* Ausgangstext:
Und dann noch eine Frage:

Das ganze soll eigentlich Kugelsymmetrisch (siehe Magnetfeld hier) werden, da das Erdmagnetfeld dargestellt werden soll. Als Näherung würde ich es so darstellen.

Intern muss das ganze auf jeden Fall in 3D berechnet werden, das ist aber von der Mathematik her kein Problem. Bei der Anzeige weiß ich aber gar nicht, wie ich das machen soll. Bisher habe ich nur 2D Programme geschrieben, in dem ich die paintComponent(Graphics g) im JPanel überschrieben habe und dort mit g.drawLine() gebastelt habe.

Wie schwer ist es, das ganze in 3D darzustellen und am Besten so, dass man die ganze Szene mit der Maus um den Mittelpunkt drehen kann?

Vielen Dank für Hinweise!

Iteranium


----------



## Steev (14. Mrz 2010)

* Bereitgestellte Daten:
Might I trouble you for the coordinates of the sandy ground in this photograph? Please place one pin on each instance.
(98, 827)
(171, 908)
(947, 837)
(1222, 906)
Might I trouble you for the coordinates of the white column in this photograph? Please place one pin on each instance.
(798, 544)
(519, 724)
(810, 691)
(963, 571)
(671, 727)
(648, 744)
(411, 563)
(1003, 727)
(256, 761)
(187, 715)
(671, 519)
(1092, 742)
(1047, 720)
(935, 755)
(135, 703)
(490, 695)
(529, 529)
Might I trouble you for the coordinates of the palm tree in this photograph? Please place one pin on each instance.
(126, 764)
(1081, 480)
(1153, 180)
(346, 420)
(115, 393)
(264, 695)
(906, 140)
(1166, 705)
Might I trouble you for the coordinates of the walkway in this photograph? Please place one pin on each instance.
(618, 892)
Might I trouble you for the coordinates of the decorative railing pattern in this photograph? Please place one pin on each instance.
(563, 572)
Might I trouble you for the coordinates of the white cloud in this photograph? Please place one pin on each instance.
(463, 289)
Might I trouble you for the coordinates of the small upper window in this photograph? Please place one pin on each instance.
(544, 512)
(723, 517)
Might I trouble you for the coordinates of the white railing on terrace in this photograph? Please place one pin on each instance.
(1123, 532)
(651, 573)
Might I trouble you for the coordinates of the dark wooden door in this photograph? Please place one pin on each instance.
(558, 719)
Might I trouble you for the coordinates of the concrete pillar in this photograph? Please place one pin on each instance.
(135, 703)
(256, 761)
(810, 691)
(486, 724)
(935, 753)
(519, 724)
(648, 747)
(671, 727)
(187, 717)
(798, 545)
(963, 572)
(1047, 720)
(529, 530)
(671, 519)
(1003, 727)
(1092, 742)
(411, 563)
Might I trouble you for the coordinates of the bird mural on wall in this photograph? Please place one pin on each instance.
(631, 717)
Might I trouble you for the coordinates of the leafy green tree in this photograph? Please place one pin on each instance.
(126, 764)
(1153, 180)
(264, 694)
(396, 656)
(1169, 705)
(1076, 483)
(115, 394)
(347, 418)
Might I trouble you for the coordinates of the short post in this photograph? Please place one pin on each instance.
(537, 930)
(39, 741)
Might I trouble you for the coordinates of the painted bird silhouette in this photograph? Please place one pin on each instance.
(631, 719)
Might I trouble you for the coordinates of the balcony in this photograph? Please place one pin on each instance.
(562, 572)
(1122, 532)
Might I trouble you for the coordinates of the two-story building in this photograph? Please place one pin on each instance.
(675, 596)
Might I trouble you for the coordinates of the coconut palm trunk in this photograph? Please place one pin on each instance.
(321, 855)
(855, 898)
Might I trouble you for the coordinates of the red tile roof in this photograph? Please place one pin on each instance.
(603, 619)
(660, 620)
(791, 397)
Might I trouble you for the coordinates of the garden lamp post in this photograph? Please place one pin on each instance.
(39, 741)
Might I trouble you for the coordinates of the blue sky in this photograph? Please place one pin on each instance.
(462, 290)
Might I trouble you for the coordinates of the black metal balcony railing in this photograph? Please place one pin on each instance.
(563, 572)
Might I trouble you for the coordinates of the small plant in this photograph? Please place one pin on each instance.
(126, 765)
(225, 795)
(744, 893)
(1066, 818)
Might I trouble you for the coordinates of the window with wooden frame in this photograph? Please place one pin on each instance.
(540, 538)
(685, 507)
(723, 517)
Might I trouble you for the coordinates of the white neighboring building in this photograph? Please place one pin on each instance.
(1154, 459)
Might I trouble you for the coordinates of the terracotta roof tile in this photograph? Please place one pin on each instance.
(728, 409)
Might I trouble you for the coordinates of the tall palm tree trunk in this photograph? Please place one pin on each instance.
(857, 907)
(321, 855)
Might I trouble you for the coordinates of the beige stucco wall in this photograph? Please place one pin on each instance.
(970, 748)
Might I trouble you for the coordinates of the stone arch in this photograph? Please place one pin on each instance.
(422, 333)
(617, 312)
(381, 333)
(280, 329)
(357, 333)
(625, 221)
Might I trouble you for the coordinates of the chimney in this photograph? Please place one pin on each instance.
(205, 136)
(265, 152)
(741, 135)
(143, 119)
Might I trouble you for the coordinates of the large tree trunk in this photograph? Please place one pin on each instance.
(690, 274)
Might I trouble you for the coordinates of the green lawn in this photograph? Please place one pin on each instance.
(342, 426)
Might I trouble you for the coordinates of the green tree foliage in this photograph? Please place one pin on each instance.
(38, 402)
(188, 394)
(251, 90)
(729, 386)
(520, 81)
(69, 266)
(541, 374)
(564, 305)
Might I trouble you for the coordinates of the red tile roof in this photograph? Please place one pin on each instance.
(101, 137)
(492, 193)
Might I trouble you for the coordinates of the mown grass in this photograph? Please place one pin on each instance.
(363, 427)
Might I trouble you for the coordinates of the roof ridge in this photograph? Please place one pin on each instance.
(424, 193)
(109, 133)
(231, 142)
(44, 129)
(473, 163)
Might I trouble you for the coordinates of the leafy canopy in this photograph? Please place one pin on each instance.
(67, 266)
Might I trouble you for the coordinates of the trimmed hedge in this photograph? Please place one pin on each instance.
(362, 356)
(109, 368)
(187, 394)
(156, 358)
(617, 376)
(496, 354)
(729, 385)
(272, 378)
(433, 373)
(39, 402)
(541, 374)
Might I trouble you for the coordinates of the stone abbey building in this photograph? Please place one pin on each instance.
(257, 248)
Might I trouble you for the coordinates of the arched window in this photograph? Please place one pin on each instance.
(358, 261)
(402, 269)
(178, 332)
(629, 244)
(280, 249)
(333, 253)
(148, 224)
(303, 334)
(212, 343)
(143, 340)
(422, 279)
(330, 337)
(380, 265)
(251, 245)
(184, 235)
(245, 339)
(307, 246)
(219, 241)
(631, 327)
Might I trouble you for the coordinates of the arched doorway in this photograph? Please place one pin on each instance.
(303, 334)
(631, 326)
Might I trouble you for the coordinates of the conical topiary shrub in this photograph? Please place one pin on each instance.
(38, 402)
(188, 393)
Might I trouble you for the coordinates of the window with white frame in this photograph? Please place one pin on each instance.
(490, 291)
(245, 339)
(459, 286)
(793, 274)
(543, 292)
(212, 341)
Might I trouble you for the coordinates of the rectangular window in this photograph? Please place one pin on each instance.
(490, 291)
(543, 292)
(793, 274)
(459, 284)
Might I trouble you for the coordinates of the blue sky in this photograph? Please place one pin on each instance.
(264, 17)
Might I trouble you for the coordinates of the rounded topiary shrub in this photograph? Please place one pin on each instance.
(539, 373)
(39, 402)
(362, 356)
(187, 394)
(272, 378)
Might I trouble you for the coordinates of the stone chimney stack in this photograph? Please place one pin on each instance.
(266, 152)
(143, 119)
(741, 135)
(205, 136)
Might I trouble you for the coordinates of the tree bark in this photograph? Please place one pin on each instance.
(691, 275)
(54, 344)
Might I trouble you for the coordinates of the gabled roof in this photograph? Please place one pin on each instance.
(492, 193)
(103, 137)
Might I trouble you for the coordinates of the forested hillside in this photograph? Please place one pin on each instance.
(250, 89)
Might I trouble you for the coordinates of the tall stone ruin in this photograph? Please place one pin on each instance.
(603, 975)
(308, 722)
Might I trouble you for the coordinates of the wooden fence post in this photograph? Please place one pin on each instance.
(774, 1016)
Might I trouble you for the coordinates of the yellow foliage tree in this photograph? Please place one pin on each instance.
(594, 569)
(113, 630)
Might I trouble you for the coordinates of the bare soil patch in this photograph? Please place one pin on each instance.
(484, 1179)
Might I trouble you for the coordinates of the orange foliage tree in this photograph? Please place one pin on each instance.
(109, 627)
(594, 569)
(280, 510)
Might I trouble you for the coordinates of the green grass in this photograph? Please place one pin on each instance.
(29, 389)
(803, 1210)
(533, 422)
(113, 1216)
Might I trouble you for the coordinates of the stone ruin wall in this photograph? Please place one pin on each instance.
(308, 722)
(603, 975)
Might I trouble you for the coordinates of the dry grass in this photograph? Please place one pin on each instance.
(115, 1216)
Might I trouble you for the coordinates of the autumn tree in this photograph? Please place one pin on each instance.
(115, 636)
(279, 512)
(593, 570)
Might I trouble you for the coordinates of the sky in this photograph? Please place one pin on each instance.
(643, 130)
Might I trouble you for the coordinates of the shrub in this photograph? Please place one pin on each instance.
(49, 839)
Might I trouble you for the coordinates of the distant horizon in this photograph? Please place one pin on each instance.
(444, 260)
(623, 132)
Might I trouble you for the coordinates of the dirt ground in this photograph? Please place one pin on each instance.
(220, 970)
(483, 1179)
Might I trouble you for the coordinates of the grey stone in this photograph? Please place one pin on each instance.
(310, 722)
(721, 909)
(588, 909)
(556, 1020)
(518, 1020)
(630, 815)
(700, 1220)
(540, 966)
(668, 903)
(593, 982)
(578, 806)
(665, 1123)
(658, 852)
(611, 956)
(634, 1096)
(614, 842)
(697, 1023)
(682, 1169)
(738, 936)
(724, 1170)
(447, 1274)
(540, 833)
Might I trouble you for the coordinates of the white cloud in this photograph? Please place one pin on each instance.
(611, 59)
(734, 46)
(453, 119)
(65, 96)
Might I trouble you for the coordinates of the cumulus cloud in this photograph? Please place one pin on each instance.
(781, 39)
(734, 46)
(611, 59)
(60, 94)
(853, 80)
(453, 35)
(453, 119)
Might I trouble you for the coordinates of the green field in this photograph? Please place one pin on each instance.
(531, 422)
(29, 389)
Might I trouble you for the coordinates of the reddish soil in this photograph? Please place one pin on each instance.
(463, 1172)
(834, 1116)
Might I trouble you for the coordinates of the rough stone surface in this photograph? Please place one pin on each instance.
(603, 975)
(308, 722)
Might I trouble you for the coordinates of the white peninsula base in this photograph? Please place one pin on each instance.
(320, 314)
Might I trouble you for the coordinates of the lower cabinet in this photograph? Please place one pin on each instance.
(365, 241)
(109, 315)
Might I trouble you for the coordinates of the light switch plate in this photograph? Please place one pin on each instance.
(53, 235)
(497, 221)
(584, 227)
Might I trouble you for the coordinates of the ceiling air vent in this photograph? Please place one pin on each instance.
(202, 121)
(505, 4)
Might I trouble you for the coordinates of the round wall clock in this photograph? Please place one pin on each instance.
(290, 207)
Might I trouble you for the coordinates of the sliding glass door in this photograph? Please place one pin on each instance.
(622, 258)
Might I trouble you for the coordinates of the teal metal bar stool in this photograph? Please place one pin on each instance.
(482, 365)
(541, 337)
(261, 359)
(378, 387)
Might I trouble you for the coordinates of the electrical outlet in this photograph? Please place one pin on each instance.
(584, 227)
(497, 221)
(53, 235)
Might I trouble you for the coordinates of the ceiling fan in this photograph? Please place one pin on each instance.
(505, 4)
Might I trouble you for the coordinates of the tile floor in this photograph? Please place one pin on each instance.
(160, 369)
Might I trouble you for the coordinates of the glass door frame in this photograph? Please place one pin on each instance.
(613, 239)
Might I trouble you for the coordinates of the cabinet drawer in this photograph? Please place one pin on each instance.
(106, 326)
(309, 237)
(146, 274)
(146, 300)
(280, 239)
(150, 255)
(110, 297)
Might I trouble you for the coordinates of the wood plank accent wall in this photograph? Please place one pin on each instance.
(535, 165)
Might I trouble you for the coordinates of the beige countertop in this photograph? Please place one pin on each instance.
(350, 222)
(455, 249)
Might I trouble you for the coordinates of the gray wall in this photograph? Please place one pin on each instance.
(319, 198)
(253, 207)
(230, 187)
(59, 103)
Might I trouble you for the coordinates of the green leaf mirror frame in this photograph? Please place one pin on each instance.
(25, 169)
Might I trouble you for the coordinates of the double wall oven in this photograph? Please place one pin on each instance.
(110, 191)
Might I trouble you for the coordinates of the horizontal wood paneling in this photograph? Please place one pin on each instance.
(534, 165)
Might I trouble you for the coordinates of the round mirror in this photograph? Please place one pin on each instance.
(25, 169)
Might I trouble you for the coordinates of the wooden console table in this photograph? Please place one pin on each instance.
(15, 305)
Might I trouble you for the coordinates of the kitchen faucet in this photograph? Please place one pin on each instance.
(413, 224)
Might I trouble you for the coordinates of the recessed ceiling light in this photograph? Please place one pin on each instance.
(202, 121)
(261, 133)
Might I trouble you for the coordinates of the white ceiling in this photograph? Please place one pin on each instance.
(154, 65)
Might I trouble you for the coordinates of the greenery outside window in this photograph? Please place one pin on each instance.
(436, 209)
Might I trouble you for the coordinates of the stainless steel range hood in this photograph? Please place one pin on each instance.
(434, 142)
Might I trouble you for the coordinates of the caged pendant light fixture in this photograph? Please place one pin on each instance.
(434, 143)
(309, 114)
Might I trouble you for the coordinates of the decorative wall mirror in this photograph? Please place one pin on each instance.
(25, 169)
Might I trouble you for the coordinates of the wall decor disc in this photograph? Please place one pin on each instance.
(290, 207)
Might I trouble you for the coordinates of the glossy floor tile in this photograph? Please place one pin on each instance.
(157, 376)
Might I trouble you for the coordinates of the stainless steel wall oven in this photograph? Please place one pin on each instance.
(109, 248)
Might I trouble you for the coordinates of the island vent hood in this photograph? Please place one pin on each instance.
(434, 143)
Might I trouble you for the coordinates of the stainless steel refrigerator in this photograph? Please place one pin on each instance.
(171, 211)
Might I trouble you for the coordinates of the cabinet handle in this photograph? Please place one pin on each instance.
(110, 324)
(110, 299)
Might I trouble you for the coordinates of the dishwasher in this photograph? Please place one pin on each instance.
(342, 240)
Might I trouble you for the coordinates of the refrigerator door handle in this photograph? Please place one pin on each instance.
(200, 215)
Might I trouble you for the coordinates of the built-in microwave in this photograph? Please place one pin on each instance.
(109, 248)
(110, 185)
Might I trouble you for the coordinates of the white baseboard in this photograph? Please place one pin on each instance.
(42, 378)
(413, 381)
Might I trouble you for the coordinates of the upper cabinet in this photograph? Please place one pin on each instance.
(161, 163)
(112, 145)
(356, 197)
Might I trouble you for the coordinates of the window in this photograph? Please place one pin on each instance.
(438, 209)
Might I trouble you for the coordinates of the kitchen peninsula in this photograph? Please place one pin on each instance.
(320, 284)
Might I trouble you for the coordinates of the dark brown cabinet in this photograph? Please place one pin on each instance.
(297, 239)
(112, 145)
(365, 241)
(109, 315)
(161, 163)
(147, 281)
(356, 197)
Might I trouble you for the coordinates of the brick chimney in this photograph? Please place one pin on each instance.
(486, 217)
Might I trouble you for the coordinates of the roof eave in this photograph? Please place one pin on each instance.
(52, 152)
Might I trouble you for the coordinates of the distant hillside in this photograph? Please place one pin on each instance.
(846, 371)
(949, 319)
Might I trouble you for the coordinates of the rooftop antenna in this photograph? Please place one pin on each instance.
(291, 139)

* Aufgabe 1:
Geben Sie aus dem Ausgangstext alles von „Intern muss das“ bis hinunter zu „Mittelpunkt drehen kann?“ wortgetreu aus.
* Aufgabe 2:
Beantworten Sie kurz die folgenden Fragen zum Ausgangstext.
(a) Welches Magnetfeld soll dargestellt werden?
(b) Welche Methode wurde bisher im JPanel überschrieben?
(c) Um welchen Punkt soll sich die ganze Szene mit der Maus drehen lassen?

* Musterlösung 1:
Intern muss das ganze auf jeden Fall in 3D berechnet werden, das ist aber von der Mathematik her kein Problem. Bei der Anzeige weiß ich aber gar nicht, wie ich das machen soll. Bisher habe ich nur 2D Programme geschrieben, in dem ich die paintComponent(Graphics g) im JPanel überschrieben habe und dort mit g.drawLine() gebastelt habe.

Wie schwer ist es, das ganze in 3D darzustellen und am Besten so, dass man die ganze Szene mit der Maus um den Mittelpunkt drehen kann?

* Musterlösung 2:
(a) Das Erdmagnetfeld.
(b) Die Methode paintComponent(Graphics g).
(c) Um den Mittelpunkt.